[MATERIAL SHOWN]
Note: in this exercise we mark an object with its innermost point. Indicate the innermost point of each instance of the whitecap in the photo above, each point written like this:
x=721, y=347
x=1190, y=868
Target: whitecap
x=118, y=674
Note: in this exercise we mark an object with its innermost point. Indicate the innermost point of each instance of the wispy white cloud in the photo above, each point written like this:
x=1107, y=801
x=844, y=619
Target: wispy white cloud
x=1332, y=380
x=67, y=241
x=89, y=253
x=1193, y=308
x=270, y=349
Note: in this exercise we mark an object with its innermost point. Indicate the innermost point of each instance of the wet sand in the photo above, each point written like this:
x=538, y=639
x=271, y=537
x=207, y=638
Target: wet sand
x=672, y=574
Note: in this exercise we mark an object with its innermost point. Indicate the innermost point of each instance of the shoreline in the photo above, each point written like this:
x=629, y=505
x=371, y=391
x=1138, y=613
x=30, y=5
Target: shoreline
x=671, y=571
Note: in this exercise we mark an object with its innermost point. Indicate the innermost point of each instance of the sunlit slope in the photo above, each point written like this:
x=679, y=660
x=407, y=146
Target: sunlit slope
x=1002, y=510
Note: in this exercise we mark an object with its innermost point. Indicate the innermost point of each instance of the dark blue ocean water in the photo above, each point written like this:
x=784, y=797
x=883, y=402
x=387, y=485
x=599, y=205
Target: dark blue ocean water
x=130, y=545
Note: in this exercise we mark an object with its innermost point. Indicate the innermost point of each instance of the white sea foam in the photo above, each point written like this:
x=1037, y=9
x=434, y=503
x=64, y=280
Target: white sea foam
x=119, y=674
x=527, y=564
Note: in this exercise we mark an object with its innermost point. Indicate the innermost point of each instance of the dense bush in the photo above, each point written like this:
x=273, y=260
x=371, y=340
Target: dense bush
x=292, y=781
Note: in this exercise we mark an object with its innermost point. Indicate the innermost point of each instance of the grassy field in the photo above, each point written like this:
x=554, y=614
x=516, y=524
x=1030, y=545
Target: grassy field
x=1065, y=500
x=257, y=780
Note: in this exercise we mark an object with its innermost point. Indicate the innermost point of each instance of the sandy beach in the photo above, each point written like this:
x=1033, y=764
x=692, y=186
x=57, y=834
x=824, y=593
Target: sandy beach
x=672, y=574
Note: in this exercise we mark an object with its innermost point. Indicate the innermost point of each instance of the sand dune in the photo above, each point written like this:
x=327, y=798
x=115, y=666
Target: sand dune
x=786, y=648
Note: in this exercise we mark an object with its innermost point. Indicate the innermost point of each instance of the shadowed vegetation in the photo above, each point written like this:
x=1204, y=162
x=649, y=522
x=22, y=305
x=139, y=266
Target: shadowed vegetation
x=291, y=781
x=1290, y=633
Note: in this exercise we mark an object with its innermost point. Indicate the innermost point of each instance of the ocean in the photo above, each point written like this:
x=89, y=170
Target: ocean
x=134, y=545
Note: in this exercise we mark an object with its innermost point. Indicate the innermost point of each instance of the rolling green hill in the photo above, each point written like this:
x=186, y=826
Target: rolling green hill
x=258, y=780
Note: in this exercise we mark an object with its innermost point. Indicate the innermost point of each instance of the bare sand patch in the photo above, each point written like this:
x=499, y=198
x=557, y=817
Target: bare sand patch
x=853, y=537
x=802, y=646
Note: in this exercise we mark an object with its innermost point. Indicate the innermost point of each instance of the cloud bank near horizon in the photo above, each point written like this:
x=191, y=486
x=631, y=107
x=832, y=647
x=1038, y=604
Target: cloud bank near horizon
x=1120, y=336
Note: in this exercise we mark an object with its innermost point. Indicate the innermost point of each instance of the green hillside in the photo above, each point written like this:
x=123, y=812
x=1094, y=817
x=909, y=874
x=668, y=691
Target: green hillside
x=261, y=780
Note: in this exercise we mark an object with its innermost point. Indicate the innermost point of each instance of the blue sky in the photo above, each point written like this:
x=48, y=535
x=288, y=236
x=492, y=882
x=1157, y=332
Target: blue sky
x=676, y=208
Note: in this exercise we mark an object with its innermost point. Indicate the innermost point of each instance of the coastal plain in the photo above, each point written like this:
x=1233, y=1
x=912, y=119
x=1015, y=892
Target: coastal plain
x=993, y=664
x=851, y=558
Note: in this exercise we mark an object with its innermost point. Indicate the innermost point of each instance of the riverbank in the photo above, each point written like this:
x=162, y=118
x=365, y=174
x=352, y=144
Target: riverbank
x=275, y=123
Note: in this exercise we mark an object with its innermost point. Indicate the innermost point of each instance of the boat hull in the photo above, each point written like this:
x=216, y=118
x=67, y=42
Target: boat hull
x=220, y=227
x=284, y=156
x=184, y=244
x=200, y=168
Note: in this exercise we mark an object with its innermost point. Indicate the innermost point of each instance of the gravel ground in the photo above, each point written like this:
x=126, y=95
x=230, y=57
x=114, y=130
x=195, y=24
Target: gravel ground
[/MATERIAL SHOWN]
◆ TRY IT ◆
Bring together all lines in the records where the word "ground" is found.

◆ TASK OUTPUT ◆
Note: in this exercise we mark an object with its innermost point. Indicate the innermost point of each instance of the gravel ground in the photo above, each point written like this:
Target: gravel ground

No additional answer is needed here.